**What to work on:**
Working from the line that contains "Target: brick chimney" down to the last line below, repeat each line exactly.

Named object pointing entries

- - -

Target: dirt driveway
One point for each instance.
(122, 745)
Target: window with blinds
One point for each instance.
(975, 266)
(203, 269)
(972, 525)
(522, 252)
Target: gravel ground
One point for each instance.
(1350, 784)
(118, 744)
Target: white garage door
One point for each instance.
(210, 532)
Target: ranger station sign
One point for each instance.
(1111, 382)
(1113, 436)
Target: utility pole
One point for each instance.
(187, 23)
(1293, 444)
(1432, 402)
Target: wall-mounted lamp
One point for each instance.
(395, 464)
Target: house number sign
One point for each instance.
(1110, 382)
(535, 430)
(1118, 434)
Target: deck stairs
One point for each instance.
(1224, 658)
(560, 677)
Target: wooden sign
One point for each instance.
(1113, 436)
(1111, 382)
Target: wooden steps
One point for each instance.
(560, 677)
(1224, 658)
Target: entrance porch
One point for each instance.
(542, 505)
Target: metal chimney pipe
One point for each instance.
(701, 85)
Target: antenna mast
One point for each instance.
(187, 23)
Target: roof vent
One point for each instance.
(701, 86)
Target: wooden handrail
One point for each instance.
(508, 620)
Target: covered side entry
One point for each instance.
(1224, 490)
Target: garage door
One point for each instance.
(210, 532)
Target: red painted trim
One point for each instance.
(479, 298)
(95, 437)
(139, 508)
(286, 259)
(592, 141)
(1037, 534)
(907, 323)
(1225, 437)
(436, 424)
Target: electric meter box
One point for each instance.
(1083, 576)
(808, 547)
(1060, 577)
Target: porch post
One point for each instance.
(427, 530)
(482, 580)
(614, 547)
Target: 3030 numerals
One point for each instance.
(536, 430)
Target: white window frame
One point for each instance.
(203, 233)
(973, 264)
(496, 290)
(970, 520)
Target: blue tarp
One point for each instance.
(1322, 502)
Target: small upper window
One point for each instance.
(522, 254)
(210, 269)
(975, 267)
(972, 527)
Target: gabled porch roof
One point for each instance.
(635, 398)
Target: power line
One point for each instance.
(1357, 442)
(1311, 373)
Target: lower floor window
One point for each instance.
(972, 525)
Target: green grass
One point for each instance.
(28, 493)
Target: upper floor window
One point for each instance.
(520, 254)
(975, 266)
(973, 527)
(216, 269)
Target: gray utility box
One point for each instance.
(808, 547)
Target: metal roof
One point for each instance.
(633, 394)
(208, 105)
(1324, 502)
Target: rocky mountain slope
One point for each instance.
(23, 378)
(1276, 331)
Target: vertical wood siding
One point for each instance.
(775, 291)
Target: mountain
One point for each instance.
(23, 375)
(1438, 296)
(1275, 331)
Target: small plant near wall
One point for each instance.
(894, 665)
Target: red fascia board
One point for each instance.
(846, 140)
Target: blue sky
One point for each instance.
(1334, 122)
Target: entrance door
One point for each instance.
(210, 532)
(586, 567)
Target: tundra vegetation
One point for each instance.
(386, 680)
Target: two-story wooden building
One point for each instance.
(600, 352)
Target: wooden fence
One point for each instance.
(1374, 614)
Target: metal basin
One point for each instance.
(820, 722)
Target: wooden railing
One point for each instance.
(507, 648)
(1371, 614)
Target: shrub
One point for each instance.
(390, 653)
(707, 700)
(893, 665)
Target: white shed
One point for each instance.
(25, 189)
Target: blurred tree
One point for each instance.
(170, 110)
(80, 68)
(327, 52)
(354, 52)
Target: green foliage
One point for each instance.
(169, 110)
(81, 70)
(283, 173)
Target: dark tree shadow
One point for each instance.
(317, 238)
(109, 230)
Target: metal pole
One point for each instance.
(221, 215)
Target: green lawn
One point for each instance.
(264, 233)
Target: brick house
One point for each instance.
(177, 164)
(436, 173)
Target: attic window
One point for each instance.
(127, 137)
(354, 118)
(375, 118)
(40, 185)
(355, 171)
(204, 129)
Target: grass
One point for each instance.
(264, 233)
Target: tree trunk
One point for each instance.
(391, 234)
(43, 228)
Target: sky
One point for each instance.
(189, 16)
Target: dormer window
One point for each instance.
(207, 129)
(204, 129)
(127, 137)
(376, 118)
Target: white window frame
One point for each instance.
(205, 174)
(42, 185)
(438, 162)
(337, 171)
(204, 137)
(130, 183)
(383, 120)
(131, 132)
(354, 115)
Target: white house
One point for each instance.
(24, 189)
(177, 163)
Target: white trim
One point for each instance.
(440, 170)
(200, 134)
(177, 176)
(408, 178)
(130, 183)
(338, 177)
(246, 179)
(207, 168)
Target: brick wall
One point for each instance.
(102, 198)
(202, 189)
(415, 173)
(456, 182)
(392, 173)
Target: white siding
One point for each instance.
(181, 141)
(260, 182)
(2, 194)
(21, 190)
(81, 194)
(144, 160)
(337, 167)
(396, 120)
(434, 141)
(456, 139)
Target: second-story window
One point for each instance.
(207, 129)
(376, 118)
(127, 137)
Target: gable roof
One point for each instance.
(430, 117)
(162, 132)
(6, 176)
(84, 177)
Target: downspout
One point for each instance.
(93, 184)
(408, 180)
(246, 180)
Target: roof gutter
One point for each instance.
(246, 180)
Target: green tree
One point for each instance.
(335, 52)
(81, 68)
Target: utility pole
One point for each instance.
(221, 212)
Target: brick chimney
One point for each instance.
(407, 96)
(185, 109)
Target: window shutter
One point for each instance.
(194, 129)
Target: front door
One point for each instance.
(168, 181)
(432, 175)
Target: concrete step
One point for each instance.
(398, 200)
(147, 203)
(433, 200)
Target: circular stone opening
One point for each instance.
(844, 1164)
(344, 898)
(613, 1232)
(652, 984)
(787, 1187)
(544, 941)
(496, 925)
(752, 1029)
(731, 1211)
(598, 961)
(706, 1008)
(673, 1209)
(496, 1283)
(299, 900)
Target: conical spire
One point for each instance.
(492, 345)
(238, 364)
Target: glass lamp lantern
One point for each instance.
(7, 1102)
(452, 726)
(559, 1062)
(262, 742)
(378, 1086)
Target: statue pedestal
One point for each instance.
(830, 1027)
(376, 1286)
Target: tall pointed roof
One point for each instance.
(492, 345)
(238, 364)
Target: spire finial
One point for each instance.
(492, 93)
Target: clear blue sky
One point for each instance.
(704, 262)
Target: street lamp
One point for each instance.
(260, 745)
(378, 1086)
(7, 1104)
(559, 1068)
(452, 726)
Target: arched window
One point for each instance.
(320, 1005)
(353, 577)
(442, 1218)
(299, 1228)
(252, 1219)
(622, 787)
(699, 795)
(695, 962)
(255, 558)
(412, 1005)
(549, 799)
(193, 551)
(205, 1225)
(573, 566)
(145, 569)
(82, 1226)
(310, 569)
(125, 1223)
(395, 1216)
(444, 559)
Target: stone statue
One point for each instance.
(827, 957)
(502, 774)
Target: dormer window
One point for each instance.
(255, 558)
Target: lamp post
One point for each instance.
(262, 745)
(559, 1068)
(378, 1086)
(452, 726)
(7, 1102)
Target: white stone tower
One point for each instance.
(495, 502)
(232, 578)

- - -

**Expected answer:**
Target: brick chimney
One point for each instance.
(407, 96)
(185, 109)
Target: window shutter
One point for each instance.
(194, 129)
Target: front door
One point for each instance.
(168, 181)
(432, 175)
Target: concrete step
One point for each instance.
(398, 200)
(147, 203)
(433, 200)
Target: circular stone opening
One point for each instance.
(844, 1164)
(344, 898)
(613, 1232)
(652, 984)
(787, 1187)
(544, 941)
(496, 925)
(752, 1029)
(731, 1211)
(598, 961)
(706, 1008)
(673, 1209)
(496, 1283)
(299, 900)
Target: conical spire
One point for each instance.
(492, 345)
(238, 364)
Target: glass lamp lantern
One point for each instance.
(7, 1102)
(452, 726)
(559, 1062)
(262, 742)
(378, 1086)
Target: statue pedestal
One point for each instance.
(830, 1027)
(376, 1286)
Target: tall pointed roof
One point for each instance.
(492, 345)
(238, 364)
Target: spire finial
One point for each instance.
(492, 93)
Target: clear blue sky
One point for each instance.
(704, 262)
Target: street lamp
One point for each instance.
(260, 745)
(378, 1086)
(7, 1104)
(559, 1068)
(452, 726)
Target: arched window
One point for each instance.
(320, 1005)
(353, 577)
(442, 1218)
(299, 1228)
(252, 1219)
(622, 787)
(699, 795)
(695, 962)
(255, 558)
(412, 1005)
(549, 799)
(193, 551)
(205, 1225)
(573, 566)
(145, 569)
(82, 1226)
(310, 569)
(125, 1223)
(395, 1216)
(444, 559)
Target: stone statue
One point for each instance.
(827, 957)
(502, 774)
Target: dormer window
One point for each instance.
(255, 558)
Target: lamp post
One point for each instance.
(262, 745)
(559, 1068)
(378, 1086)
(452, 726)
(7, 1102)
Target: white stone tower
One point for each instance.
(495, 502)
(232, 578)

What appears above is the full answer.